▸ Directions
All of the data below should be written out exactly.

★ ★ ★ ★

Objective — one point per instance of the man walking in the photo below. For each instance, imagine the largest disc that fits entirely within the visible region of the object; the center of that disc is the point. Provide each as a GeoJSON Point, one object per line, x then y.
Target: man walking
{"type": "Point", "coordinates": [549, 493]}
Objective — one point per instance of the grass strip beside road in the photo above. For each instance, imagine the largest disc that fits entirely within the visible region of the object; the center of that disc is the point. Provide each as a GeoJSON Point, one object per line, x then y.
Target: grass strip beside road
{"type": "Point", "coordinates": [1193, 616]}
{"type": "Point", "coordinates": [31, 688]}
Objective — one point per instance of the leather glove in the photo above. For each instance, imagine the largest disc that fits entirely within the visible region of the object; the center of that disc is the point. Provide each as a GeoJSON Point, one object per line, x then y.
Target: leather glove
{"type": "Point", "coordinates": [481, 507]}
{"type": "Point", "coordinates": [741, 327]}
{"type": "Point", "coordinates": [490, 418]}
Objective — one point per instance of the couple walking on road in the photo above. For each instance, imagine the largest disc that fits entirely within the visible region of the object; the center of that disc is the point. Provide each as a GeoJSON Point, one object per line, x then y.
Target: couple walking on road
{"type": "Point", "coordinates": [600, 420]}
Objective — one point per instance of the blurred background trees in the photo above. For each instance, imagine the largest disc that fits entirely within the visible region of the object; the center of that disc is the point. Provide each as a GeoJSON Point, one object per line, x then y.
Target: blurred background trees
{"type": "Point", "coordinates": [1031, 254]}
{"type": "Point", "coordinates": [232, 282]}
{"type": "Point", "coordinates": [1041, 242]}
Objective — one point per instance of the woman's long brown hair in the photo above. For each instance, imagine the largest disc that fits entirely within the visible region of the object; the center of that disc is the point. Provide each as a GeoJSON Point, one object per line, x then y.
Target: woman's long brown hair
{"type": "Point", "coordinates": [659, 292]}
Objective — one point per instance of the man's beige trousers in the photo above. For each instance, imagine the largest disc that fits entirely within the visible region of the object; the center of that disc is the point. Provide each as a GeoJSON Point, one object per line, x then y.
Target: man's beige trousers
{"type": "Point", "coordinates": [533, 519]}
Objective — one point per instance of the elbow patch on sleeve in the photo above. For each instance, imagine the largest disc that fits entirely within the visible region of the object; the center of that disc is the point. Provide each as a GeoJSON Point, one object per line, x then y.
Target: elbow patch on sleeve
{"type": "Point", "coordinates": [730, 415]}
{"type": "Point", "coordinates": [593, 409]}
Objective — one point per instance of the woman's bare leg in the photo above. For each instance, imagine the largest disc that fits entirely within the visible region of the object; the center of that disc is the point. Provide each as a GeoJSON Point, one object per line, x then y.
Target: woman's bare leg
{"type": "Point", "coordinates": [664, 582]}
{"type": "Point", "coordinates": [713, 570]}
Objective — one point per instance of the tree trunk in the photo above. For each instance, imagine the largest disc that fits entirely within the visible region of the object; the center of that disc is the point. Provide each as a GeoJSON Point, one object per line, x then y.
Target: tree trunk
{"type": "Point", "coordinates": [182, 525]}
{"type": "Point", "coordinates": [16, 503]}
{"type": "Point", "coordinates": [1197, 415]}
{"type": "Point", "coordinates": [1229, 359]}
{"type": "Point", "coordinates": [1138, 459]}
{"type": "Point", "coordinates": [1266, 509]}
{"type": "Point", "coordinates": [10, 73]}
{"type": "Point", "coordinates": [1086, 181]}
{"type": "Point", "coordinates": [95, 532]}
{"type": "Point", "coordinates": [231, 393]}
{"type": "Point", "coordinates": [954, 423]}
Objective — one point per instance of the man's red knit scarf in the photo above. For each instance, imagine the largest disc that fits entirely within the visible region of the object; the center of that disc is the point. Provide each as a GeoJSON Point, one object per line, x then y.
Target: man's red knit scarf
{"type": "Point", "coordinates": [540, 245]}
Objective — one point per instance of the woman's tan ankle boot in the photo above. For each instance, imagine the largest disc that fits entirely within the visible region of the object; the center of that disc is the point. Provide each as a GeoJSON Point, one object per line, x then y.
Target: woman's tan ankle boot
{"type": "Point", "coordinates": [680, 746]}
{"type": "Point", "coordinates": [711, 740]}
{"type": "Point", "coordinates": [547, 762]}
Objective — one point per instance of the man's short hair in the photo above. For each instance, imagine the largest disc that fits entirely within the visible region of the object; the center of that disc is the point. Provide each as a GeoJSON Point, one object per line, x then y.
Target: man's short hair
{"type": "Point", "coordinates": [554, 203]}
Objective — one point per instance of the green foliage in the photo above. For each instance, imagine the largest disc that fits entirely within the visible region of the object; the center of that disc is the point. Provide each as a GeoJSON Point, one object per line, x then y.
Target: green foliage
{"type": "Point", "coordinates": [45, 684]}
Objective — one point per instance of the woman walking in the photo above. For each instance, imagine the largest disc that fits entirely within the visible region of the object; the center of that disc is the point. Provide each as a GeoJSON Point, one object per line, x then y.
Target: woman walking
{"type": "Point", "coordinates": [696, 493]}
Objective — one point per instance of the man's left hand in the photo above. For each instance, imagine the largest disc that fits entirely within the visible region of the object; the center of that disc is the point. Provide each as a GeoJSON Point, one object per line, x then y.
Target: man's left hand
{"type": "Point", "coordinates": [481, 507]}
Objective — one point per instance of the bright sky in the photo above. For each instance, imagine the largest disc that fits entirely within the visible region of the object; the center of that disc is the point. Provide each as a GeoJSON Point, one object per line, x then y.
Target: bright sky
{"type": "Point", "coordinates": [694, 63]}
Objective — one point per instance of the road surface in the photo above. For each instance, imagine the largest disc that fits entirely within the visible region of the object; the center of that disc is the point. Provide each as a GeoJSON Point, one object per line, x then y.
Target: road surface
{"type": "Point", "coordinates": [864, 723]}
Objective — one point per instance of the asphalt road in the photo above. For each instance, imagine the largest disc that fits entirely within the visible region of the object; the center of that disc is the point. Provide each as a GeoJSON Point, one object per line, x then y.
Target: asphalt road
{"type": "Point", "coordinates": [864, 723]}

★ ★ ★ ★

▸ Full output
Objective — one point per instance of the man walking in the photo below. For each instance, imagine the largest disc that fits entirely within the visible region of the object; the center of that disc is the point. Provide each as a GeoJSON Point, one object per line, x then y.
Target: man walking
{"type": "Point", "coordinates": [549, 493]}
Objective — one point per instance of the grass strip beside road in the photo above. For each instance, imagine the largest disc that fits entirely within the visible region of the object; the center of that disc is the point. Provide each as a GeoJSON Point, one object per line, x then y.
Target: grass strip beside road
{"type": "Point", "coordinates": [1193, 616]}
{"type": "Point", "coordinates": [31, 688]}
Objective — one point per instance of the leather glove in the photo above. For each instance, imagine the largest disc that fits entirely within the visible region of the object; the center of that disc is the point. Provide each as a GeoJSON Point, one object per line, x then y.
Target: leather glove
{"type": "Point", "coordinates": [481, 507]}
{"type": "Point", "coordinates": [741, 327]}
{"type": "Point", "coordinates": [490, 418]}
Objective — one point per instance of the couple walking on road in the photo above. For each instance, imagine the largest disc that fits entirely within the visible region of the object; the center of that disc is the point. Provide each as a GeoJSON Point, one object per line, x then y.
Target: couple walking on road
{"type": "Point", "coordinates": [600, 420]}
Objective — one point per instance of the blurred background trees in the photo above. For each instance, imagine the largest disc that fits entirely within the visible region of the object; the center of that disc is the point. Provide each as a GeoJSON Point, one object per line, x then y.
Target: blurred background trees
{"type": "Point", "coordinates": [1031, 254]}
{"type": "Point", "coordinates": [232, 282]}
{"type": "Point", "coordinates": [1041, 242]}
Objective — one point per instance of the woman's long brown hair in the photo above. For each instance, imagine the largest disc that fits entirely within the visible region of the object; the center of that disc is the point. Provide each as a GeoJSON Point, one object per line, x then y.
Target: woman's long brown hair
{"type": "Point", "coordinates": [659, 292]}
Objective — one point per instance of the man's beige trousers in the photo above. For each instance, imagine the largest disc that fits entirely within the visible region of the object; the center of that disc is the point. Provide each as a GeoJSON Point, one object per line, x then y.
Target: man's beige trousers
{"type": "Point", "coordinates": [533, 519]}
Objective — one point per instance of the elbow patch on sleeve in the photo above. For each instance, imagine the largest disc that fits entirely within the visible region of the object; the center of that disc is the point. Provide each as a GeoJSON Point, one object per line, x then y.
Target: elbow patch on sleeve
{"type": "Point", "coordinates": [730, 415]}
{"type": "Point", "coordinates": [593, 409]}
Objective — one point per instance of the woman's bare leg in the photo above. For each instance, imagine the largest disc that fits entirely within the visible region of the object; the center of that disc is the point. Provide each as a GeoJSON Point, one object per line, x then y.
Target: woman's bare leg
{"type": "Point", "coordinates": [664, 582]}
{"type": "Point", "coordinates": [713, 570]}
Objective — one point per instance of the tree trunk in the photo above. For each instance, imagine the largest disc that fits entirely within the visible region of the object; the center of that disc is the point. Provide each as a GeoJSON Point, one object per line, x then y.
Target: tree trunk
{"type": "Point", "coordinates": [182, 525]}
{"type": "Point", "coordinates": [16, 503]}
{"type": "Point", "coordinates": [1197, 415]}
{"type": "Point", "coordinates": [1229, 359]}
{"type": "Point", "coordinates": [1138, 459]}
{"type": "Point", "coordinates": [1266, 509]}
{"type": "Point", "coordinates": [10, 73]}
{"type": "Point", "coordinates": [1086, 181]}
{"type": "Point", "coordinates": [95, 532]}
{"type": "Point", "coordinates": [231, 393]}
{"type": "Point", "coordinates": [954, 423]}
Objective — one point per instance of the man's red knit scarf in the photo above. For each instance, imagine the largest disc that fits entirely within the visible region of the object; the center of that disc is the point. Provide each as a GeoJSON Point, one object per line, x then y.
Target: man's red knit scarf
{"type": "Point", "coordinates": [540, 245]}
Objective — one point per instance of the woman's tan ankle boot in the photo above. For each instance, imagine the largest disc that fits entirely within the visible region of the object; the center of that disc is the point. Provide each as a GeoJSON Point, one object per line, x then y.
Target: woman's tan ankle boot
{"type": "Point", "coordinates": [680, 746]}
{"type": "Point", "coordinates": [711, 740]}
{"type": "Point", "coordinates": [547, 762]}
Objective — one point per instance of the man's short hair in the photo above. For each instance, imagine the largest disc that fits entirely within the visible region of the object; the center of that disc is the point. Provide each as a GeoJSON Point, one object per line, x then y.
Target: man's short hair
{"type": "Point", "coordinates": [554, 203]}
Objective — one point per instance of the green foliage in the photo above. For each instance, imagine the largest disc that fits entirely within the visible region of the object; the center of that disc is the point. Provide each as a GeoJSON Point, one object per line, x then y.
Target: green foliage
{"type": "Point", "coordinates": [45, 684]}
Objective — one point per instance of the woman walking in the photo above. For each instance, imagine the largest disc that fits entirely within the visible region of the object; the center of that disc is the point. Provide each as a GeoJSON Point, one object per line, x then y.
Target: woman walking
{"type": "Point", "coordinates": [696, 493]}
Objective — one point per instance of the man's left hand in the photo above. For each instance, imagine the largest disc that fits entirely within the visible region of the object; the center of that disc is the point. Provide each as a GeoJSON Point, one object per line, x then y.
Target: man's left hand
{"type": "Point", "coordinates": [481, 507]}
Objective — one point per instance of the bright sky in the photo above. For each instance, imagine the largest disc that fits entirely within the visible region of the object; the center of that disc is the point. Provide each as a GeoJSON Point, one object per line, x then y.
Target: bright sky
{"type": "Point", "coordinates": [694, 63]}
Objective — one point per instance of the road surface in the photo above. For each instance, imagine the largest disc that fits entirely within the visible region of the object; the center of that disc is the point. Provide each as a GeoJSON Point, one object per line, x then y.
Target: road surface
{"type": "Point", "coordinates": [864, 723]}
Objective — one point per instance of the asphalt road in the photo above. For each instance, imagine the largest disc that fits entirely within the visible region of the object; the center of that disc is the point. Provide each as a GeoJSON Point, one object per line, x then y.
Target: asphalt road
{"type": "Point", "coordinates": [864, 723]}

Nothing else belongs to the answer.